START GIVEN RECORDS

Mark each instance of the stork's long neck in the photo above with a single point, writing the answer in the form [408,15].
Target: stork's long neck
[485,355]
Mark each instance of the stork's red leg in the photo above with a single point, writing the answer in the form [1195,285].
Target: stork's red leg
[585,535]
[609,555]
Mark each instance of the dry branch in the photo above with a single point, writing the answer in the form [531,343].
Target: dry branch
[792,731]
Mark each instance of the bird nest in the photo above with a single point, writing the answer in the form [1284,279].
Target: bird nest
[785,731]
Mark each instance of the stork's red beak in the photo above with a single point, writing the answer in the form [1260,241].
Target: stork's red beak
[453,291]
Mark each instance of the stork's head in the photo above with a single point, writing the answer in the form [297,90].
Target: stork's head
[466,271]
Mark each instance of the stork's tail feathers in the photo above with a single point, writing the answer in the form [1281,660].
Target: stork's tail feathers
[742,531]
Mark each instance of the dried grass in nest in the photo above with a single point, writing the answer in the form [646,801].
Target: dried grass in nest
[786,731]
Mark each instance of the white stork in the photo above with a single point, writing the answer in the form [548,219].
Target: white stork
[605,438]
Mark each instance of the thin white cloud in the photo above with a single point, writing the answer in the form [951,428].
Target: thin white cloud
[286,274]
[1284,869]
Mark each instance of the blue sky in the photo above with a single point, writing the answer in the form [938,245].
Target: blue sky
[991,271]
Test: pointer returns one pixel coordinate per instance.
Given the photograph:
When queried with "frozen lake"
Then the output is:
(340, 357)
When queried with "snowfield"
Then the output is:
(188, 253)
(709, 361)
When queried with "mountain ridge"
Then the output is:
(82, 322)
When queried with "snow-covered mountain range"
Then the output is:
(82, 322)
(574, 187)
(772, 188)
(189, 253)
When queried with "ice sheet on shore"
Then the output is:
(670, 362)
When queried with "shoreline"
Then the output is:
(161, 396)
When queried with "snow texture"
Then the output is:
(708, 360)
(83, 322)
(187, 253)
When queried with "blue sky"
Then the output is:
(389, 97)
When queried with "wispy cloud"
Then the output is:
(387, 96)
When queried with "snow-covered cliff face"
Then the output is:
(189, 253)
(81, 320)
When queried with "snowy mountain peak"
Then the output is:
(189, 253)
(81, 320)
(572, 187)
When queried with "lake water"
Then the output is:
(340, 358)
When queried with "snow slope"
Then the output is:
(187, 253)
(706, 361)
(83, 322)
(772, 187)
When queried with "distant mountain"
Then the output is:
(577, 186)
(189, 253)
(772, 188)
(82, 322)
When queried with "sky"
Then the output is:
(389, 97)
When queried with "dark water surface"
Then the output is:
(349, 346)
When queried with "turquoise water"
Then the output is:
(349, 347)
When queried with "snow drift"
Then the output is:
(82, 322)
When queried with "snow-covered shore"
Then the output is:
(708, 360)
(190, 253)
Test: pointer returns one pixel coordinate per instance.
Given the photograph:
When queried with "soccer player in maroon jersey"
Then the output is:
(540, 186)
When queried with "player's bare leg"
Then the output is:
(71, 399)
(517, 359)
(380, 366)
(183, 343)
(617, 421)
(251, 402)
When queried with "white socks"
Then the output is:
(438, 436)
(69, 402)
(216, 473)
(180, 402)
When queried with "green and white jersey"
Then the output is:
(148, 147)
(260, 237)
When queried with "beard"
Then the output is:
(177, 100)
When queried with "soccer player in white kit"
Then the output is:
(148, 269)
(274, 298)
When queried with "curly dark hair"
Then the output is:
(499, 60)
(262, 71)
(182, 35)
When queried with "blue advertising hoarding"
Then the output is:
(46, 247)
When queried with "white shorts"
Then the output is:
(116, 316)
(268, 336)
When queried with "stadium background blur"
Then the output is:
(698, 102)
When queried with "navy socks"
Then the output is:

END GIVEN RECORDS
START GIVEN RECORDS

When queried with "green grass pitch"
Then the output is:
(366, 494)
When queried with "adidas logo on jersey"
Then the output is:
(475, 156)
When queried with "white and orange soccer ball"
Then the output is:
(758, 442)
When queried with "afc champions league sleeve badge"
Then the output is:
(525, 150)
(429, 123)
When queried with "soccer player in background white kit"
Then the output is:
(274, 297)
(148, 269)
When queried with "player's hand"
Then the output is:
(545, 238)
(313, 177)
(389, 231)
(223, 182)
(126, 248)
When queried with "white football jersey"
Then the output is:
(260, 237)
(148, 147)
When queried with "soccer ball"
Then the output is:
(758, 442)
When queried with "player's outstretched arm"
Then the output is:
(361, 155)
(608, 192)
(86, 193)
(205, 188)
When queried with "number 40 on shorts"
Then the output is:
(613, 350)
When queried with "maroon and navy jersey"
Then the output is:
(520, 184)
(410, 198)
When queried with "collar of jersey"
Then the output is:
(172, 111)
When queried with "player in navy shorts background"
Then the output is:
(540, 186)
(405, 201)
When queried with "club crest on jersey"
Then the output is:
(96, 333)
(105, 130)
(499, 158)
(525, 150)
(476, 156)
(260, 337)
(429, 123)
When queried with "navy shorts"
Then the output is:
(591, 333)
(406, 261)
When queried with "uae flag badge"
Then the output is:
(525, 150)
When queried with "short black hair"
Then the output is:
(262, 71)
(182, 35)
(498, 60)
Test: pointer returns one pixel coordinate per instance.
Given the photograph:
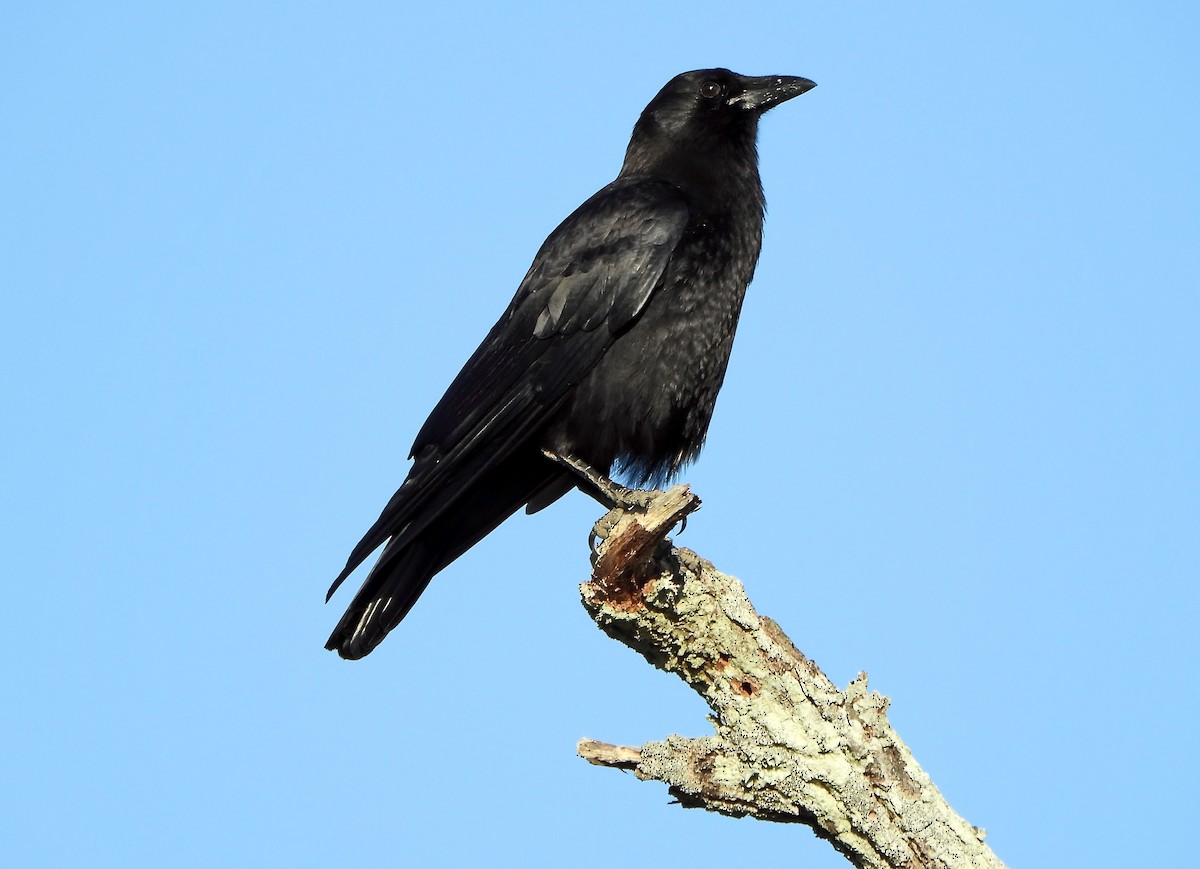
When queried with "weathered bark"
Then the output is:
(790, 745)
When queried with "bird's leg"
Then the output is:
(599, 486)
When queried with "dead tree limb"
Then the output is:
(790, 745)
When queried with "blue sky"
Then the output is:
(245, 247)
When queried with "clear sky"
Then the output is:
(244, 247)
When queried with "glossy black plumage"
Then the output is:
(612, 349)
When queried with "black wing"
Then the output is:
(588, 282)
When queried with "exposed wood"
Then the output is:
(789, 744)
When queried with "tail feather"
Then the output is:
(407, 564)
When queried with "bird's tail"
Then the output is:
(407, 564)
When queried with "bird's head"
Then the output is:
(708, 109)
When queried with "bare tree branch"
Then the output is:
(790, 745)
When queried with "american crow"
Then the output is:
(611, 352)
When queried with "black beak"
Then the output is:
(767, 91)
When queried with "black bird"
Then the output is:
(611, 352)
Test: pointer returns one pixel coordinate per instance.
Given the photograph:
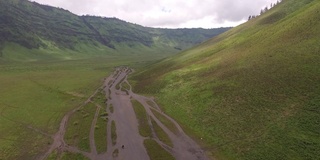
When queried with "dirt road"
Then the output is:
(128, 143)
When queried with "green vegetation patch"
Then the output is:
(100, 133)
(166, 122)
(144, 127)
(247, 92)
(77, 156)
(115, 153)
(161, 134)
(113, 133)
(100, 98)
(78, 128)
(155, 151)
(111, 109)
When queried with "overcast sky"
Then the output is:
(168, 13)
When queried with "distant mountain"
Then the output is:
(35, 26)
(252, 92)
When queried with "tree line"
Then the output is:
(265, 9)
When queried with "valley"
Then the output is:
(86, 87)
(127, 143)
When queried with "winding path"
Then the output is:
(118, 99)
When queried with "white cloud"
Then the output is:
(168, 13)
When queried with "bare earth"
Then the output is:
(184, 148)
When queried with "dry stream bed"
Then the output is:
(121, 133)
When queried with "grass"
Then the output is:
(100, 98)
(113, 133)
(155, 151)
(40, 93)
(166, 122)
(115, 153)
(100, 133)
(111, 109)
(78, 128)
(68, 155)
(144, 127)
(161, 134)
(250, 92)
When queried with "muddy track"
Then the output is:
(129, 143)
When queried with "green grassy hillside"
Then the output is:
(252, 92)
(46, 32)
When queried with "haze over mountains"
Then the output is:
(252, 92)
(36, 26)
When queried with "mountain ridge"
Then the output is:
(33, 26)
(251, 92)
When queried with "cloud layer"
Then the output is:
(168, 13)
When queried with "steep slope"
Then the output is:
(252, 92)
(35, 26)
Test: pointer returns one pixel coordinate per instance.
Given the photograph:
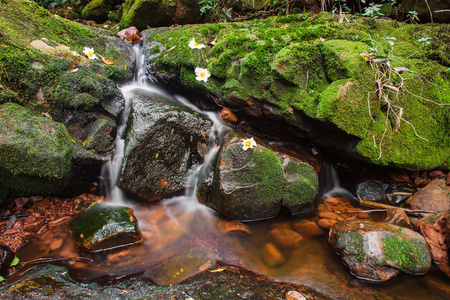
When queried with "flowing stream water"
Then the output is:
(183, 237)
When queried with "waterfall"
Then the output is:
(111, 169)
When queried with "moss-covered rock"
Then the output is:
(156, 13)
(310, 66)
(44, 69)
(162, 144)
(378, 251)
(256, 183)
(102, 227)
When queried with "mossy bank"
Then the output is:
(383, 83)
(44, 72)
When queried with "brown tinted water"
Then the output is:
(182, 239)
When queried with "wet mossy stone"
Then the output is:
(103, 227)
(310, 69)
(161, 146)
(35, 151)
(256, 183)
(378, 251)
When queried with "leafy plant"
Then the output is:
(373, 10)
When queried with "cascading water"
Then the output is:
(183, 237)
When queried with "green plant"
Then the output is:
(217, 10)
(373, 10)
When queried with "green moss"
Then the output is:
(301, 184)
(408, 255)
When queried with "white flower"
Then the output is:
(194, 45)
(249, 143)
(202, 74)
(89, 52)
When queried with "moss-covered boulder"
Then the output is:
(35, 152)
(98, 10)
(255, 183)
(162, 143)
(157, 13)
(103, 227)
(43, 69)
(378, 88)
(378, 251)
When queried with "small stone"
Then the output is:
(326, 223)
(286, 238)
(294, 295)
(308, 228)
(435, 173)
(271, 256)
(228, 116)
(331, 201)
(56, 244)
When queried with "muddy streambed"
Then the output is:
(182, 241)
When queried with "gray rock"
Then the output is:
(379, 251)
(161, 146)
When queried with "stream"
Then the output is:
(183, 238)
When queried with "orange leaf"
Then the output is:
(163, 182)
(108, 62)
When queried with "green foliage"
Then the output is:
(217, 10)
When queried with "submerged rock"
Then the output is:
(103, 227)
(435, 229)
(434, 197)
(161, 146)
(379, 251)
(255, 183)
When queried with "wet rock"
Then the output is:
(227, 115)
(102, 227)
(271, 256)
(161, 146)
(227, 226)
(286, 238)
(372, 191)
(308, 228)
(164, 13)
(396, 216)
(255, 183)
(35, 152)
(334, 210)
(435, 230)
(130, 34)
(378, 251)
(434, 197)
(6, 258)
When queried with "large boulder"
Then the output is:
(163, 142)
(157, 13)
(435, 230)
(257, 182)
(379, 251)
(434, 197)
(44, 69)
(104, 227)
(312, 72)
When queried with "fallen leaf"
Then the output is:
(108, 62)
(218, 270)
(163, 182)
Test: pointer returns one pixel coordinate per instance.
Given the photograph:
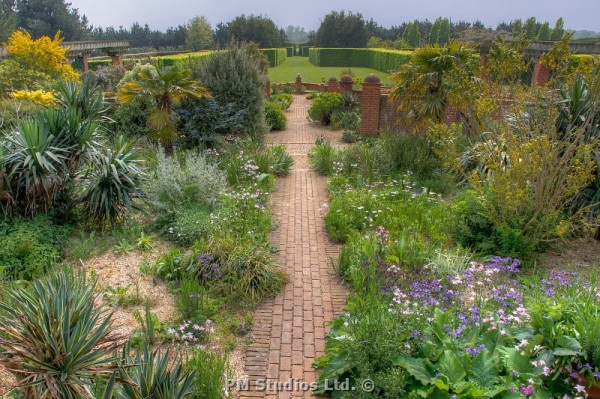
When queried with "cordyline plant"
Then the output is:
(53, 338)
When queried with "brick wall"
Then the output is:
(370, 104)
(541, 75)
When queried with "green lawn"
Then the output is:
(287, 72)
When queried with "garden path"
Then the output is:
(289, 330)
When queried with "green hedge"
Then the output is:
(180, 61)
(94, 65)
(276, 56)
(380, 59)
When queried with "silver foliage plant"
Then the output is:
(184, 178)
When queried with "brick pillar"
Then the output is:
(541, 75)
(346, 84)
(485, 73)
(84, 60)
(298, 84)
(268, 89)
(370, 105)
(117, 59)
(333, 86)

END GIVEN RECORDS

TASK DIRECTIONS → Among the records above, extract exactly the lines from the line with "Mark each instance of the stork's long" to the line with "Mark each instance of the bird", both lines included, and leave out the rest.

YOUR RESPONSE →
Mark each instance of the stork's long neck in the photo above with a single point, writing the answer in the form [408,15].
Target: stork's long neck
[485,355]
Mark each instance of the stork's red leg in the photo above with a single point, writing the answer in the form [1195,285].
Target: stork's red leg
[585,535]
[609,555]
Mark each instance of the dry branch in the photo above with a single point, writing the answer in the form [531,343].
Target: dry branch
[792,731]
Mark each instance of the bird nest in the photo above with a single point, writing the answer in the form [1284,279].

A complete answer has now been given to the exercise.